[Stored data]
^^^^^^^^

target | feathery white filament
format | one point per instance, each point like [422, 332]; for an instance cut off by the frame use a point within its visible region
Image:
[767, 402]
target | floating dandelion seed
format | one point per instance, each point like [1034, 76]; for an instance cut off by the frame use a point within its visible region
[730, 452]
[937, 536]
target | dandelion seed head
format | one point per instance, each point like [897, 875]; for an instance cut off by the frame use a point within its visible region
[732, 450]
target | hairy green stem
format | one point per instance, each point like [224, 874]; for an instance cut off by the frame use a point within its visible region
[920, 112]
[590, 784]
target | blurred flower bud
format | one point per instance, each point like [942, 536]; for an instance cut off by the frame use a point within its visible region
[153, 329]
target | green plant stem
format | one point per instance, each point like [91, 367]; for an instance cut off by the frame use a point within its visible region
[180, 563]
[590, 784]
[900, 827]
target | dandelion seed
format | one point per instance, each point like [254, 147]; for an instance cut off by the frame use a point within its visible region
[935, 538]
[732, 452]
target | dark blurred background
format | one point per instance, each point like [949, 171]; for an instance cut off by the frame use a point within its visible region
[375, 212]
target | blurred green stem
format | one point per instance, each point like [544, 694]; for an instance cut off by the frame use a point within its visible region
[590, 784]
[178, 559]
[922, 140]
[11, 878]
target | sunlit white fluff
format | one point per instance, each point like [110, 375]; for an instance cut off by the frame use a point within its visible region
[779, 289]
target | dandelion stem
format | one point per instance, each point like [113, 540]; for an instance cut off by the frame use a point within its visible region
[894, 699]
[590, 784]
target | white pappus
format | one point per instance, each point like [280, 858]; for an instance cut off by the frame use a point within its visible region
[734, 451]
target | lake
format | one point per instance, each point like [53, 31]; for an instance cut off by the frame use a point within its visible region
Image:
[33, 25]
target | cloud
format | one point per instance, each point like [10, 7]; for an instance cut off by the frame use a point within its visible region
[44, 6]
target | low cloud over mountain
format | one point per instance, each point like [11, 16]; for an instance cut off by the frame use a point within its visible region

^^^^^^^^

- STATED EXERCISE -
Can you return every line of the records word for word?

- RESPONSE -
target | feathery white filament
format | one point per instance, each point like [422, 332]; for an instance cut off by the frame use a point within its visible region
Image:
[767, 402]
target | floating dandelion seed
format | one point per instance, each point like [1034, 76]; for an instance cut off by the frame use a point within its visible region
[730, 452]
[937, 536]
target | dandelion seed head
format | one point per instance, each point like [897, 875]; for an instance cut off by the frame use a point within its visible region
[732, 450]
target | hairy green stem
format | one point per instance, each point like [224, 874]; for an instance cut off by the frame use a point within its visible region
[920, 112]
[590, 784]
target | blurred flower bud
format | one point per instance, each point like [942, 536]; for an instance cut off by the frame use a point within its visible region
[153, 329]
target | green plant stem
format | one point per instance, each point like [91, 367]; for an instance cut off by the frame use a point within its visible region
[180, 563]
[590, 784]
[900, 827]
target | dandelion seed
format | one point per instance, each point like [254, 147]; for an instance cut off by the frame use a point within its visible region
[935, 538]
[732, 452]
target | dark blurred background
format | one point per instance, each point like [949, 171]; for an instance cut off by the frame use a point within its visible region
[375, 212]
target | blurred green stem
format | one point per instance, each point like [544, 694]; for an instance cut off by the frame use a point within its visible region
[590, 784]
[178, 559]
[922, 140]
[11, 878]
target | sunlit white fluff
format | one point per instance, each point like [110, 375]; for an instance cut off by the frame use a point within its visible region
[779, 289]
target | dandelion stem
format | one point per instance, each point like [113, 540]; for an instance cut off by the frame use a point within its visible region
[894, 699]
[590, 784]
target | white pappus
format | one point per instance, each point like [280, 858]; for an instance cut off by the frame use a point within its visible region
[734, 451]
target | lake
format | one point per instance, each point like [53, 31]; for an instance cut off by the frame use a point within its visible region
Image:
[33, 25]
target | cloud
format | one point per instance, each point like [10, 7]; for an instance cut off by the frame use a point within its visible region
[44, 6]
target | low cloud over mountain
format | one point per instance, each point like [11, 16]; for an instance cut off by the frame use a point within its visible region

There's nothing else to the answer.